_Requirement_
Go to the line that includes "Reviewer note: every instance of the green sticker" and retype it, then every line after it to the end of the data, adding nothing.

[Data excerpts]
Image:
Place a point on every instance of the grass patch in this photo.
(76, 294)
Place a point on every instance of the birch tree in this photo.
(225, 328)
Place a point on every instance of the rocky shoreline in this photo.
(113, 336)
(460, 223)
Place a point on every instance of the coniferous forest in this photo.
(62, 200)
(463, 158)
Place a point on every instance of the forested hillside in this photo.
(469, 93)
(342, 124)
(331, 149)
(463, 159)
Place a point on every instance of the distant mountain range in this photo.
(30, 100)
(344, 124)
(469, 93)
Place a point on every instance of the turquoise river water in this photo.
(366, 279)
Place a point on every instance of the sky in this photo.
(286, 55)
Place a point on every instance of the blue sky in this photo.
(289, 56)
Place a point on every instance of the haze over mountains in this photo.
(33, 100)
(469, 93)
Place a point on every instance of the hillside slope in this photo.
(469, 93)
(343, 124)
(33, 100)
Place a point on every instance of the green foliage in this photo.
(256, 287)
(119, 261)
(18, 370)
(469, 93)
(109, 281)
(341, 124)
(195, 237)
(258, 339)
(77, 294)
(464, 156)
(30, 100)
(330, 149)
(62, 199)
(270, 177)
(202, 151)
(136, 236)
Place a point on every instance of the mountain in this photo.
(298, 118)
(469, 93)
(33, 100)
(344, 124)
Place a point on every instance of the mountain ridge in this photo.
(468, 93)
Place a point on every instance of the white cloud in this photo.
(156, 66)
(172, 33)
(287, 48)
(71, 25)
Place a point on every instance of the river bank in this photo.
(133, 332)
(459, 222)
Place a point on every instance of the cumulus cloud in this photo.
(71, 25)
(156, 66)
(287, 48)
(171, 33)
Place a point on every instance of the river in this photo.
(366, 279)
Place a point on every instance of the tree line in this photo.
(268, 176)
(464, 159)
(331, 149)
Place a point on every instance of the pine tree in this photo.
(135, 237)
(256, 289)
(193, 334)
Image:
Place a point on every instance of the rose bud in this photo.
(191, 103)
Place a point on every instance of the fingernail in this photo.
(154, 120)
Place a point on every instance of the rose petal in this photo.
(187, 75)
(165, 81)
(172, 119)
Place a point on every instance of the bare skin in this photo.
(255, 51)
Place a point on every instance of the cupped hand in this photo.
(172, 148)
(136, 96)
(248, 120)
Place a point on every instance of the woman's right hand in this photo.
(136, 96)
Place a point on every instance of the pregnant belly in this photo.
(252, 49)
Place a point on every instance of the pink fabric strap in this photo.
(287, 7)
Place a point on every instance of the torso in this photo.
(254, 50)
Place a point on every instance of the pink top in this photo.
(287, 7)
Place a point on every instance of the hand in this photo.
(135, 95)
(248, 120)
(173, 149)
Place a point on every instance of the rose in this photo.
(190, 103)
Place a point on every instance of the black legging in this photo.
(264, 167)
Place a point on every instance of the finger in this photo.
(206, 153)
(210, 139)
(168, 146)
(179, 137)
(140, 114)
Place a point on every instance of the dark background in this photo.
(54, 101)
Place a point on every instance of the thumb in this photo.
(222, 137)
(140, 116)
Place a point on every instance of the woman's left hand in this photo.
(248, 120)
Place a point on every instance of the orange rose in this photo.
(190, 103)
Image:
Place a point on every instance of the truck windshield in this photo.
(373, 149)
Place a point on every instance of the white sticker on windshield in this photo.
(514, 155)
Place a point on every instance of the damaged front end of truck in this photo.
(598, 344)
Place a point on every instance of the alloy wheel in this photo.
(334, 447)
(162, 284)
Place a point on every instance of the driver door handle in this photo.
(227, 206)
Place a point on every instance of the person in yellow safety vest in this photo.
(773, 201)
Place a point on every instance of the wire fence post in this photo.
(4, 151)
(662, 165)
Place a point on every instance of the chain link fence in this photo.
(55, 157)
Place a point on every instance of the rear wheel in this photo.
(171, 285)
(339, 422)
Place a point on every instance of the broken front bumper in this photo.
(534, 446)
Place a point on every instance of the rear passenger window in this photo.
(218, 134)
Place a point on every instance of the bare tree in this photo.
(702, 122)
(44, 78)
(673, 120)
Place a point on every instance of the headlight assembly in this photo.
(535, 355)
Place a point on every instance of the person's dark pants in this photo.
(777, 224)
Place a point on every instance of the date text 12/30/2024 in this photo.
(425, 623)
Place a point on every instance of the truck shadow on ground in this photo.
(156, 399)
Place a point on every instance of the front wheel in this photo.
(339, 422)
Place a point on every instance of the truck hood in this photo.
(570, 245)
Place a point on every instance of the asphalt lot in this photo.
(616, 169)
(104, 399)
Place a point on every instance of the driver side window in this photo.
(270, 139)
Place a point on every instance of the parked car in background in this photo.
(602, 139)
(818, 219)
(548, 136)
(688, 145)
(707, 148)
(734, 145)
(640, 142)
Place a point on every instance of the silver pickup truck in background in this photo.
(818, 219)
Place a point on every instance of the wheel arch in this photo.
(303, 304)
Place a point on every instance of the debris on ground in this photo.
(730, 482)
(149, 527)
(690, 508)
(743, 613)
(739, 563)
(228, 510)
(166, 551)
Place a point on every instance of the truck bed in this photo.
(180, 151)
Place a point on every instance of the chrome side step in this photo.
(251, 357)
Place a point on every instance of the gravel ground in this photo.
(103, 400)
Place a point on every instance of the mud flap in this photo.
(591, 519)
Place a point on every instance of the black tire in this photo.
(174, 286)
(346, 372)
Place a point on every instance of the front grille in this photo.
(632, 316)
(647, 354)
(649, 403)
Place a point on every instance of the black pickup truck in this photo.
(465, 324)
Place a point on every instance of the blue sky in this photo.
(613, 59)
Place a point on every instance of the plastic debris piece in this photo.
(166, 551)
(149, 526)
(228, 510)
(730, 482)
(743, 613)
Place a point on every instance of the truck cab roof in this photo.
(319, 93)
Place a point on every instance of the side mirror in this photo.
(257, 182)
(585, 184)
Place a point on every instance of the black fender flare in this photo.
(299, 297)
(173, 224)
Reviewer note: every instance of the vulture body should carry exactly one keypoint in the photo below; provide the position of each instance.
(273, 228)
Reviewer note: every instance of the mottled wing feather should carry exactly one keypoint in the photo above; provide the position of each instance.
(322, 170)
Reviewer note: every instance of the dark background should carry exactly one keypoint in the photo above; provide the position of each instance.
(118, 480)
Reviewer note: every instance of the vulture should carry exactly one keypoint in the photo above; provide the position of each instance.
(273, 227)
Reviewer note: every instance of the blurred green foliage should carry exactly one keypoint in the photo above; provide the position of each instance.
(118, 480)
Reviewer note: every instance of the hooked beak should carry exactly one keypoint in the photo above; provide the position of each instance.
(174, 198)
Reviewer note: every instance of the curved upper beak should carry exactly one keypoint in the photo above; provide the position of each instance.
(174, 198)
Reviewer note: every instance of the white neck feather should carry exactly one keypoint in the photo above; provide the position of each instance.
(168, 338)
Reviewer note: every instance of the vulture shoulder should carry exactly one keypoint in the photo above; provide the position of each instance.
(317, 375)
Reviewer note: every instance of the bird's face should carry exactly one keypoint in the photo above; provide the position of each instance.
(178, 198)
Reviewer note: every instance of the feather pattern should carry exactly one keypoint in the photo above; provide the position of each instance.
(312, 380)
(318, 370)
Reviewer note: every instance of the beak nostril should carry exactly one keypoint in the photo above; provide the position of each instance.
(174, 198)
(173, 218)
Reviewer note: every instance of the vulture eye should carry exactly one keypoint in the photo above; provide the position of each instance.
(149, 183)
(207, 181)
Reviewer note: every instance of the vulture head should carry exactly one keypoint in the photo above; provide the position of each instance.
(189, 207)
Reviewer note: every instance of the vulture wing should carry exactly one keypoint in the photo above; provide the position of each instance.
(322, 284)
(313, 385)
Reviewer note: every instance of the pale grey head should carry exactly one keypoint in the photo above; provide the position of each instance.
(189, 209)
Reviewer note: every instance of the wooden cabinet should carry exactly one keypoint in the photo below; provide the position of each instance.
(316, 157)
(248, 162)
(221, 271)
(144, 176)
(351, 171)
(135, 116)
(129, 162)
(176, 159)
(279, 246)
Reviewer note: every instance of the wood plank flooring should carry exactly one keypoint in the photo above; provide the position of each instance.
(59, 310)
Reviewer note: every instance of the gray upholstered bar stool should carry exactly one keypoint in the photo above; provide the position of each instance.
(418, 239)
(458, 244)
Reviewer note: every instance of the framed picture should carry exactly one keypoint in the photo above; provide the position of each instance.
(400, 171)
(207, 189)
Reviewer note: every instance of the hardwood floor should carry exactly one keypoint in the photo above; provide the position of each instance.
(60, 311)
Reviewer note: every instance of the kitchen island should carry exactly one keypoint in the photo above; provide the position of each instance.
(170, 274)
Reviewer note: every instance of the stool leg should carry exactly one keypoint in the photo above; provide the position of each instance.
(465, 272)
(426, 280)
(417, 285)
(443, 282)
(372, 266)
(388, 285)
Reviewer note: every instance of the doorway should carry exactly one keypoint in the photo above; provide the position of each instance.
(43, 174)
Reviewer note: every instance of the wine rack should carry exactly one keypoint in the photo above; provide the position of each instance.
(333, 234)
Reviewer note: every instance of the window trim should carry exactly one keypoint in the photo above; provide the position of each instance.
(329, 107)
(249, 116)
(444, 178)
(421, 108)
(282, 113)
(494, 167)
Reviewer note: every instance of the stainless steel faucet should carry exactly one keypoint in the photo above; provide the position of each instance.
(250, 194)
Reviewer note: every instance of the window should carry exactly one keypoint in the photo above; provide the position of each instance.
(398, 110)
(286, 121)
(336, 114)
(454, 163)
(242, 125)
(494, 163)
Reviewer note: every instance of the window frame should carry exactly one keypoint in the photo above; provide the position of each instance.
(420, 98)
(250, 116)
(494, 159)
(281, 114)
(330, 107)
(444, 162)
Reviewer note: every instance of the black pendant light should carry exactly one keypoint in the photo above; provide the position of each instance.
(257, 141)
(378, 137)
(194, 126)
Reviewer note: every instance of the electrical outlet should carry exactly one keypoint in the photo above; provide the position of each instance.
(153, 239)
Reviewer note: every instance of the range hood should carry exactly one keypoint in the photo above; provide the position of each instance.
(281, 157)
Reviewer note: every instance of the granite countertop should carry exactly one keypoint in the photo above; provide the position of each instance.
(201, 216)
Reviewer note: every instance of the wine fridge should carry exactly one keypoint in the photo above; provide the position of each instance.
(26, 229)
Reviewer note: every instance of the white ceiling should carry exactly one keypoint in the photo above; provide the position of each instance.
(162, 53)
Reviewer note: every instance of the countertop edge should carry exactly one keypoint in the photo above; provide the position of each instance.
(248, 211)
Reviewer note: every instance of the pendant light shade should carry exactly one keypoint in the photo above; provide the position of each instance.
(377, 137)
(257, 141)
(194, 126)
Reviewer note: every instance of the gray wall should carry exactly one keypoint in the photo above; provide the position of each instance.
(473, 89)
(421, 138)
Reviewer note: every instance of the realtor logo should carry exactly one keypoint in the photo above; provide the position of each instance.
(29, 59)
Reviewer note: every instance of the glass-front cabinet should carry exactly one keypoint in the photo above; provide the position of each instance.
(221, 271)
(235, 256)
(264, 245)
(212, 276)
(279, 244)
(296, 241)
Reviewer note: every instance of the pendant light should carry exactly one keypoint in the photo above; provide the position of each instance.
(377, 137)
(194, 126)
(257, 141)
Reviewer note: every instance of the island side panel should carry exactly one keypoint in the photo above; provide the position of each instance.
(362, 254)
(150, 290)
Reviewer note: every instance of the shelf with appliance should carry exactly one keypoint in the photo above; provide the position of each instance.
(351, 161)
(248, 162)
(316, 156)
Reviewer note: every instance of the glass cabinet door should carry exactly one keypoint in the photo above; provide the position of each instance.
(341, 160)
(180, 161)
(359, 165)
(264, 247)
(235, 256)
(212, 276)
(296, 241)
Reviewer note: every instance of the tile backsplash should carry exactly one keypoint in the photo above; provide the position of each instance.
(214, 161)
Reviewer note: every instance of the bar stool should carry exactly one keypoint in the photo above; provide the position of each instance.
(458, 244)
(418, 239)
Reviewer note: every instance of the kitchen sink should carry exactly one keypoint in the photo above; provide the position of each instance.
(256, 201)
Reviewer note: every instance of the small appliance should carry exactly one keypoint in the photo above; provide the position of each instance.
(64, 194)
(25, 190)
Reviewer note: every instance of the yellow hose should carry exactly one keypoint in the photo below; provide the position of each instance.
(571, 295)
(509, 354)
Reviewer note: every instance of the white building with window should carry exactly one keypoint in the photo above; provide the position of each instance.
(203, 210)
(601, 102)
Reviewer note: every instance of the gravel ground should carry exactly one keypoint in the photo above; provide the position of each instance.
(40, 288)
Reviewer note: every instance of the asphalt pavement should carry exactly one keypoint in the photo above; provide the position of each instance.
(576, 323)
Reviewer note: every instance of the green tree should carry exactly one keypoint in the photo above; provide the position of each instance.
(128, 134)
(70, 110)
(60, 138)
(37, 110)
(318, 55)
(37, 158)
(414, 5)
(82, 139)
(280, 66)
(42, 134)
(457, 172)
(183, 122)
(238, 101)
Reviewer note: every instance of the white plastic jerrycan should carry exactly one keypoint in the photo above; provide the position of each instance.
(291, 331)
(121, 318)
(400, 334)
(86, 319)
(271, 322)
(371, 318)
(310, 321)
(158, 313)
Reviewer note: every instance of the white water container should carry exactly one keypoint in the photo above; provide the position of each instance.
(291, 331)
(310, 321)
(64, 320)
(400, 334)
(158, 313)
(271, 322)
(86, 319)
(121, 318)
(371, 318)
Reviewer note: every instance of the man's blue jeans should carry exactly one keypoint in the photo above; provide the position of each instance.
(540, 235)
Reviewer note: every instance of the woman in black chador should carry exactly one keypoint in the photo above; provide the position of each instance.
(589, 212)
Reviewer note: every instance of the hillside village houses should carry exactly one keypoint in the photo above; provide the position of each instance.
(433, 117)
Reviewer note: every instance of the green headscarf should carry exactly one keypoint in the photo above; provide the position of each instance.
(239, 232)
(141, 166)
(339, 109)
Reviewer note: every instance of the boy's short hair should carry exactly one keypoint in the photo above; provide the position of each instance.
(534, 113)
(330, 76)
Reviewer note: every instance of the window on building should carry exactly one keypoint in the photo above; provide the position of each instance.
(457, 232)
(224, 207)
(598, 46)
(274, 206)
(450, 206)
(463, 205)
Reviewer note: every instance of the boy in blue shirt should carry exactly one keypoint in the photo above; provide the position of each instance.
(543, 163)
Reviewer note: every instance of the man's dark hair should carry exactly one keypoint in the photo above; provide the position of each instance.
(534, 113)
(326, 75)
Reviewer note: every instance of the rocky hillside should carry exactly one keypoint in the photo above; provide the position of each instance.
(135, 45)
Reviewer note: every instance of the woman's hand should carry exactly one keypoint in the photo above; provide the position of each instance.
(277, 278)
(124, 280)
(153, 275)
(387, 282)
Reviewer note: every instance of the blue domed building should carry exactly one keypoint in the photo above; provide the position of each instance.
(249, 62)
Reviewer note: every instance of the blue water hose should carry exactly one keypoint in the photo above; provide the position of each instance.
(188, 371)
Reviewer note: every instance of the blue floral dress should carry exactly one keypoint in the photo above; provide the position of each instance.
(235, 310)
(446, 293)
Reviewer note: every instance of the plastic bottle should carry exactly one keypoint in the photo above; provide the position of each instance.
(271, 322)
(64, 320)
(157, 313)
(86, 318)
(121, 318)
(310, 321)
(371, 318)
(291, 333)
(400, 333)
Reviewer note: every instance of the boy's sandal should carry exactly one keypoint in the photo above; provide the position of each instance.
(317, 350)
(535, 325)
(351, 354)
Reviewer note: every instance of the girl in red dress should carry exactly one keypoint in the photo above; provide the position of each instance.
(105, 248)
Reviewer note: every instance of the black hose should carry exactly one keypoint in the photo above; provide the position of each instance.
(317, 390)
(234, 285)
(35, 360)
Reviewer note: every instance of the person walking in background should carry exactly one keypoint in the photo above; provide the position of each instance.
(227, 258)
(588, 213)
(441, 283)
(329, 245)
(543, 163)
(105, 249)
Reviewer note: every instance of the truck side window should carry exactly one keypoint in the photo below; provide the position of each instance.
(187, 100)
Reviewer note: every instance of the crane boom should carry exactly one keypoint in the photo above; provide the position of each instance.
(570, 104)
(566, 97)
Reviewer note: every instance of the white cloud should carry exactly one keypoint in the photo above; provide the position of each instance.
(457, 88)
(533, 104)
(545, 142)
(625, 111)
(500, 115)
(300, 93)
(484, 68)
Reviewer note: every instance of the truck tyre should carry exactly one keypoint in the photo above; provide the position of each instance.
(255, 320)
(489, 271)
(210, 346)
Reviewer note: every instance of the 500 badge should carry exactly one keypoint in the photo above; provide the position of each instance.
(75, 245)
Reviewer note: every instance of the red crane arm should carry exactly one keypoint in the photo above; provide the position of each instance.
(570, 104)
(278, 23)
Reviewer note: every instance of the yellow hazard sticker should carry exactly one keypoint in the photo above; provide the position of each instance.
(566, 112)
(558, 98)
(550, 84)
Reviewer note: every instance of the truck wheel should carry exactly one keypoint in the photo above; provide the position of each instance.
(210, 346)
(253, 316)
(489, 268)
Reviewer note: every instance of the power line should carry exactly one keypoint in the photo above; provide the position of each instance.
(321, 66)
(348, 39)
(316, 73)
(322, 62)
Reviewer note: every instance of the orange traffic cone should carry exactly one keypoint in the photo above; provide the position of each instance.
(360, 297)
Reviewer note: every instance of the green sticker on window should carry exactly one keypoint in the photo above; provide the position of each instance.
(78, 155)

_Solution_
Reviewer note: every instance of the green sticker on window should carry exactly one keypoint in the photo above; provide the position of each instance.
(78, 155)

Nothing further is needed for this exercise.